— WHAT IS EXPECTED —
Go through the entries below and copy every line that holds the word "children".

— ENTRIES PROVIDED —

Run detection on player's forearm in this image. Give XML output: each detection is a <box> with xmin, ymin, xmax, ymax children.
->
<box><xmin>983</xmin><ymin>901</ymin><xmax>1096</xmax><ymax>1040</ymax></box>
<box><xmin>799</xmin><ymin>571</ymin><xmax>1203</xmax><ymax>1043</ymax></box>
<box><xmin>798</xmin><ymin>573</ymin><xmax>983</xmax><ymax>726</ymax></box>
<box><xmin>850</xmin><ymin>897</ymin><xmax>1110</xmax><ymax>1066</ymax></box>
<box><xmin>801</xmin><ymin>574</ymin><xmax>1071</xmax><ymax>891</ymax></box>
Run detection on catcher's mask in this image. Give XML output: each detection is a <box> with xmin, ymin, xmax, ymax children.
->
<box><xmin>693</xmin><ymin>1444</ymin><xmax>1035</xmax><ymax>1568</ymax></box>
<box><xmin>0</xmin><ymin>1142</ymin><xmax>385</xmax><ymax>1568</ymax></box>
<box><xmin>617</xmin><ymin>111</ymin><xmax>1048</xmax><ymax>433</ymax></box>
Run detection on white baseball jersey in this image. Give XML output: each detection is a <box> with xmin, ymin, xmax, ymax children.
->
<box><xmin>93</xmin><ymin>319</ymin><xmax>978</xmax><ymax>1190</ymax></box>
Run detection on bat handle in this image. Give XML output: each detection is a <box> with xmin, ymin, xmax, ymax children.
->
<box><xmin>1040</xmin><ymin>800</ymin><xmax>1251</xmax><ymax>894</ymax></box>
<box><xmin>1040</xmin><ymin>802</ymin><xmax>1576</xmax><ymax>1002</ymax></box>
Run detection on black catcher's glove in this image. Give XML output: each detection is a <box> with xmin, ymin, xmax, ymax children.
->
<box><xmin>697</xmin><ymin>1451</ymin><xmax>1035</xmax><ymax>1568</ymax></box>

— REPLY TO THE EXERCISE —
Run detection on player's forearm in this image. Give XML output: each detection is a <box> with xmin, ymin, xmax, ymax children.
Run detection on catcher's mask in this image. Give XML output: each detection is a <box> with xmin, ymin, xmax, ymax children.
Run detection on white baseball jersey in this image. Give XML output: each detection is a <box> with xmin, ymin, xmax, ymax children.
Run detection on bat handle in this image. Give XML output: each detection is a <box> with xmin, ymin, xmax, ymax children.
Run detection on black catcher's glove in this image. Give XML output: each detection is a <box> with xmin, ymin, xmax, ymax children.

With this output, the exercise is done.